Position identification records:
········
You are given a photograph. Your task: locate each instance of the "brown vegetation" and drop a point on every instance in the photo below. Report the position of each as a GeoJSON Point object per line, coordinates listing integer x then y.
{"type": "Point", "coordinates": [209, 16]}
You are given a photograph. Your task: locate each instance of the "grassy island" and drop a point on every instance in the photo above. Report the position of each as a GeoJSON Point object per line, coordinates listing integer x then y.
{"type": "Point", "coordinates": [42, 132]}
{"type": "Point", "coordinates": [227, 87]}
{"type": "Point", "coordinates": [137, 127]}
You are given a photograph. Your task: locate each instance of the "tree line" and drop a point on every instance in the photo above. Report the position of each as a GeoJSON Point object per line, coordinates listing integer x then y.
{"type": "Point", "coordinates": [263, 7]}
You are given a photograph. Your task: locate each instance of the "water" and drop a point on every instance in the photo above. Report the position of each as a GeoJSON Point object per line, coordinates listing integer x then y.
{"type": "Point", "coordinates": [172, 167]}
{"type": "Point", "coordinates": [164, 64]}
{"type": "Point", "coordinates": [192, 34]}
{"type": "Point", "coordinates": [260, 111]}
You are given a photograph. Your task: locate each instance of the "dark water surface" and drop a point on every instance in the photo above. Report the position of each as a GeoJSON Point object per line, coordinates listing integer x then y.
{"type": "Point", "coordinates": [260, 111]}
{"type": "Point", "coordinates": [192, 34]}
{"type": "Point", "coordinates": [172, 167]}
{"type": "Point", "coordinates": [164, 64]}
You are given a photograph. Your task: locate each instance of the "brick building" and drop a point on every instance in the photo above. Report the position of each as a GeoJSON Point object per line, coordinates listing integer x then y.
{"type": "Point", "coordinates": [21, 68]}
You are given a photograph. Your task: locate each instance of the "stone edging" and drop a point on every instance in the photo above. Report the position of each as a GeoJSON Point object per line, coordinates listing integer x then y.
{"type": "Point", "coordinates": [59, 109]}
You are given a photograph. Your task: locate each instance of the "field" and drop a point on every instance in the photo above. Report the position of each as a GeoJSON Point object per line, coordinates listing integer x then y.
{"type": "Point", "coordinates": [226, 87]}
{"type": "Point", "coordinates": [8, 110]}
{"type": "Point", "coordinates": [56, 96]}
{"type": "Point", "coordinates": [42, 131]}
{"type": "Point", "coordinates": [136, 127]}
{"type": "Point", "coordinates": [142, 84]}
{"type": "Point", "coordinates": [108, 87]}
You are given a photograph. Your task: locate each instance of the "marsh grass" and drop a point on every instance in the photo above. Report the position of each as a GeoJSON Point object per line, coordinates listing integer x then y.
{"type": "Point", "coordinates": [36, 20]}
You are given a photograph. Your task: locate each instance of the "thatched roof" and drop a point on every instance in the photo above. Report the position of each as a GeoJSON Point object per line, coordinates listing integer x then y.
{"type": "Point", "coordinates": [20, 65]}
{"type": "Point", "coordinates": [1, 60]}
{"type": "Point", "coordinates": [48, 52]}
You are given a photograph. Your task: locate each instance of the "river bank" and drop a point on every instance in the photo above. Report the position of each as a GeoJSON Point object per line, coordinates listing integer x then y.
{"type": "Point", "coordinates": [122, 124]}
········
GIVEN REQUEST:
Without omitting anything, output the entries exactly.

TASK SOLUTION:
You are given a photograph. Your task: locate each instance of the "brown vegetation" and drop a point on every instance in the photo below. Report the position of each as a GeoJSON Point object per line, coordinates listing integer x then y.
{"type": "Point", "coordinates": [209, 16]}
You are given a photograph. Your task: locate each instance of the "grassy island" and drop a point on every instance in the photo above. Report the position of each as a GeoJSON Point object per line, coordinates listing integer x then y.
{"type": "Point", "coordinates": [42, 132]}
{"type": "Point", "coordinates": [227, 87]}
{"type": "Point", "coordinates": [137, 127]}
You are given a photograph. Your task: locate each instance of the "tree line" and drop a point on every instance in the photo above. Report the position of each as a GeoJSON Point object per line, coordinates listing integer x then y.
{"type": "Point", "coordinates": [263, 7]}
You are given a photograph. Your task: locate each instance of the "water" and drop a point on every instance in the photo above. Report the position of each as a GeoJSON Point object per line, coordinates listing integer x then y.
{"type": "Point", "coordinates": [172, 167]}
{"type": "Point", "coordinates": [164, 64]}
{"type": "Point", "coordinates": [192, 34]}
{"type": "Point", "coordinates": [260, 111]}
You are given a photograph. Your task: locate each instance of the "dark water surface" and drop a point on every instance in the photo above. Report the position of each as a GeoJSON Point object per line, coordinates listing integer x then y.
{"type": "Point", "coordinates": [260, 111]}
{"type": "Point", "coordinates": [192, 34]}
{"type": "Point", "coordinates": [172, 167]}
{"type": "Point", "coordinates": [164, 64]}
You are given a photograph. Your task: locate each instance of the "brick building" and drop a point on every instance in the photo above. Report the position of each as a GeoJSON Point object per line, coordinates listing integer x then y.
{"type": "Point", "coordinates": [21, 68]}
You are given a photograph. Your task: locate each instance of the "stone edging" and drop a point on every instance in the photo above. Report the position of each as a GeoJSON Point object per line, coordinates listing integer x then y.
{"type": "Point", "coordinates": [59, 109]}
You are given a photograph. Your task: locate each instance of the "field" and drop a point on every instance in the photo above. Report the position of each as a GeoJSON Point object per line, coordinates listing integer x then y.
{"type": "Point", "coordinates": [226, 87]}
{"type": "Point", "coordinates": [8, 110]}
{"type": "Point", "coordinates": [56, 96]}
{"type": "Point", "coordinates": [42, 131]}
{"type": "Point", "coordinates": [136, 127]}
{"type": "Point", "coordinates": [142, 84]}
{"type": "Point", "coordinates": [108, 87]}
You are given a photograph. Your task: locate each instance of the "marsh grass" and drop a point on every instance in the photo above. Report the position of each as a GeoJSON Point object per line, coordinates listing integer x then y.
{"type": "Point", "coordinates": [36, 20]}
You are given a photograph. Your task: locate each instance of the "thatched roof" and drop a point on every instance in the photo above. Report the position of each as a GeoJSON Point object per line, coordinates listing integer x then y.
{"type": "Point", "coordinates": [20, 65]}
{"type": "Point", "coordinates": [1, 60]}
{"type": "Point", "coordinates": [48, 52]}
You are given a photograph. Your task: locate each instance of the "river bank" and drop a point on every instance in the photo above. Report the position of each as a GeoJSON Point object per line, coordinates listing integer x then y.
{"type": "Point", "coordinates": [122, 124]}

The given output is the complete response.